Problem to solve >> Each line from the one that contains "Point out the door" to the end of the material must be set down exactly, and no line before it.

□ □ □

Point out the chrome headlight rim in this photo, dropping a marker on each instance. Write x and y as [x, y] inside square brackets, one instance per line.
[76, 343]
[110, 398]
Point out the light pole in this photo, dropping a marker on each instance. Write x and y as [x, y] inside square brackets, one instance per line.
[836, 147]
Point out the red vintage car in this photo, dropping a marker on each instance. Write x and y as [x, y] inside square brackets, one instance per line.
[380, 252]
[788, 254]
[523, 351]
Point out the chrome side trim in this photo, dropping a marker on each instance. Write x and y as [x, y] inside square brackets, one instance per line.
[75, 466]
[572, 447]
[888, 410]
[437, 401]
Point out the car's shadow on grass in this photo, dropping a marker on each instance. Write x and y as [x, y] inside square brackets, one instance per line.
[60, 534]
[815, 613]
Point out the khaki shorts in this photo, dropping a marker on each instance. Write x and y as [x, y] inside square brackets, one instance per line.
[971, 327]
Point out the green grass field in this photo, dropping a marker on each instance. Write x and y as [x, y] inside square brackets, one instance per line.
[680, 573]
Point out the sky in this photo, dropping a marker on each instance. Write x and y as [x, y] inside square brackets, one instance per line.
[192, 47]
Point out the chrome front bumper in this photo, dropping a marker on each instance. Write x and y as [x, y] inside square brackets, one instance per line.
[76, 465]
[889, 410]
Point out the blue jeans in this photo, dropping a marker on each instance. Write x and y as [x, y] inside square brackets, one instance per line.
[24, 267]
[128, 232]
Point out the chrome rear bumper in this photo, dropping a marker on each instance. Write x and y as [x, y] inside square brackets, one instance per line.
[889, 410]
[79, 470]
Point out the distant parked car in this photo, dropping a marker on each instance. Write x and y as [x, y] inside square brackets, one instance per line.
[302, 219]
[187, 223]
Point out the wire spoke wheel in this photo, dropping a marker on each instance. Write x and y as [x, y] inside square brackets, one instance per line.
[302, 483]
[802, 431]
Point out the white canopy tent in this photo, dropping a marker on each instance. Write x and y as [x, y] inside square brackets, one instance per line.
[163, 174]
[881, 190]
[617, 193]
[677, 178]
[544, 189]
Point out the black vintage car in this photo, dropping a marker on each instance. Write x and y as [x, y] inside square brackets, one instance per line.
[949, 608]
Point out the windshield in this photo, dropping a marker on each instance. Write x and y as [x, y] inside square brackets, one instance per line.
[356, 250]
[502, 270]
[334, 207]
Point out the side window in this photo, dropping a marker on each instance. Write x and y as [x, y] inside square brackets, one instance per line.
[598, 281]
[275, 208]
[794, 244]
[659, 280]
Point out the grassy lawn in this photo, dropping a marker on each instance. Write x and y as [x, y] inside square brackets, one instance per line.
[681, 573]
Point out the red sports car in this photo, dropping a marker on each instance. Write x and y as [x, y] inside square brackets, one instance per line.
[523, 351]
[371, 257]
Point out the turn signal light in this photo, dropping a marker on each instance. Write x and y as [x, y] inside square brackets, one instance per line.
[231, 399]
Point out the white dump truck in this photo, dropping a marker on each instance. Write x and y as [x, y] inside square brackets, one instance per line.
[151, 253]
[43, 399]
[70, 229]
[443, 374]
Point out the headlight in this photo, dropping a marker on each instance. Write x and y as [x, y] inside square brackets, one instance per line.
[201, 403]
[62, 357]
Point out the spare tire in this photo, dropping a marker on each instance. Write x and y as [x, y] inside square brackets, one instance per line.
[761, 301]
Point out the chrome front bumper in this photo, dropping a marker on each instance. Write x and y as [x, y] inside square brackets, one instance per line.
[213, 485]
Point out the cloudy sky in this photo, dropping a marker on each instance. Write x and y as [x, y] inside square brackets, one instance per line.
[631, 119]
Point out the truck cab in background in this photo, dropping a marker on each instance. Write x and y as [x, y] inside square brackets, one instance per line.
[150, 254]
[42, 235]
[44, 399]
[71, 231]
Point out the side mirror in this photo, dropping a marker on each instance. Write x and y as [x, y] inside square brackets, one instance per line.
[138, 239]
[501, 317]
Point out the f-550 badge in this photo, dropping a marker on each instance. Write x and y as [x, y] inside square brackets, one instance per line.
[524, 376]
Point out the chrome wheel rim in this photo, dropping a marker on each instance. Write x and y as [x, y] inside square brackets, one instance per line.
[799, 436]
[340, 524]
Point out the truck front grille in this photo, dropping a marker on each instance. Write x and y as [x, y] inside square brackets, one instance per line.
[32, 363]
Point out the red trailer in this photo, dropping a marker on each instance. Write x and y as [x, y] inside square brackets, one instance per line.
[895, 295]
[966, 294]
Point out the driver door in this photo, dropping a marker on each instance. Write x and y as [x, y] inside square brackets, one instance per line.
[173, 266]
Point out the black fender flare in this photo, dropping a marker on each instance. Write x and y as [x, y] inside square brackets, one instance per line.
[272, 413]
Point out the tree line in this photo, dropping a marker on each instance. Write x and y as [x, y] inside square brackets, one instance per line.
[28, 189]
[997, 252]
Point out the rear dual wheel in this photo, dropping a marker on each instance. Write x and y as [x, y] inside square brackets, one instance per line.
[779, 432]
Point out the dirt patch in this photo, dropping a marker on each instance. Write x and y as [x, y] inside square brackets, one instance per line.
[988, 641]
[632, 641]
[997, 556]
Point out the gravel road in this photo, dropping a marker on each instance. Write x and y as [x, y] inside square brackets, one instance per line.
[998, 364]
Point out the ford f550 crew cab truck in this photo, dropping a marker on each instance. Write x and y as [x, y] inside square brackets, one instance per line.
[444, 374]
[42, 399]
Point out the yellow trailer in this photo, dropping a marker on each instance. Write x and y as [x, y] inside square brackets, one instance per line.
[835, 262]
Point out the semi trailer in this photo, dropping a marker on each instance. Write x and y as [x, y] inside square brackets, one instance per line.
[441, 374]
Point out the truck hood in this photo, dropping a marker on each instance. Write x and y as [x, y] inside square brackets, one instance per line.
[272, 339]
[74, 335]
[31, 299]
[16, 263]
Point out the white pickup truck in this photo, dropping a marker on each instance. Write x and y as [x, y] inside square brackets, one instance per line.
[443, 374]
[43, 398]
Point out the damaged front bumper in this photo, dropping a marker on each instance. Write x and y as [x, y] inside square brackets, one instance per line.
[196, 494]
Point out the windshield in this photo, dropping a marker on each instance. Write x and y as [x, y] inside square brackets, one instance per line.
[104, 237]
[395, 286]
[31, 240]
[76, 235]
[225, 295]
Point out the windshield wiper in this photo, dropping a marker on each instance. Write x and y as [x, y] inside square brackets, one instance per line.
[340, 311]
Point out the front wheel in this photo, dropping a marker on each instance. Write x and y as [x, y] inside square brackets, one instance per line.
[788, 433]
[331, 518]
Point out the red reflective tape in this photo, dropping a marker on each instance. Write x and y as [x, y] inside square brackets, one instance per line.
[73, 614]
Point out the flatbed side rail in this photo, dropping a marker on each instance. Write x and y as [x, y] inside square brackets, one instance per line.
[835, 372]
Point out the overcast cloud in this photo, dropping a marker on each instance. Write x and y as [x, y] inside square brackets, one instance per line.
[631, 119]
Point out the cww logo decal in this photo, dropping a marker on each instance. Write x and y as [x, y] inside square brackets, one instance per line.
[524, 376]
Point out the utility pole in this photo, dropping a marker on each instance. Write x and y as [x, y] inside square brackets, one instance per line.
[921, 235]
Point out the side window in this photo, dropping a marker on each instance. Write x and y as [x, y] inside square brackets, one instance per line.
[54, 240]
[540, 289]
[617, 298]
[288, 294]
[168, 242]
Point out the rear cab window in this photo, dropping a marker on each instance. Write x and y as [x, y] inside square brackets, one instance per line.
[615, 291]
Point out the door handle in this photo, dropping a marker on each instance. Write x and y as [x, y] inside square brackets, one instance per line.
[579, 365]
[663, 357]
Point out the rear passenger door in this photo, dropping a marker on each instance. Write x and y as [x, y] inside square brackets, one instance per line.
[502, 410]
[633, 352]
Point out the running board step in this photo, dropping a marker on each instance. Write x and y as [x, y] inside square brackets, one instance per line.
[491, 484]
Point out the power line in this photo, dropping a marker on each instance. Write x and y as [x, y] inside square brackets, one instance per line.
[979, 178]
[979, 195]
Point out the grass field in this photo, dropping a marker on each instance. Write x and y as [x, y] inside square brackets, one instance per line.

□ □ □

Exercise output >>
Point out the door handle in this photo, dropping a marker on each instance. Write x and y as [x, y] inside square brackets, one instance per line.
[579, 365]
[663, 357]
Point out the rear passenger door in this photo, dropping a marker on each instance. Write x and y as [x, y] inside square brackets, one instance per line.
[502, 410]
[633, 352]
Point out the running board step in this photo, dropping a marker on each instance. Write x and y as [x, y] inside square brackets, one instance per line.
[491, 484]
Point out the power line in this photo, dropping a marker on each instance. Write x and y as [x, y] inside square brackets, one instance per line.
[979, 178]
[979, 195]
Point out the grass field in this photo, dropping a marker on each instance. Write x and y as [x, y] inside square brackets, one instance per line.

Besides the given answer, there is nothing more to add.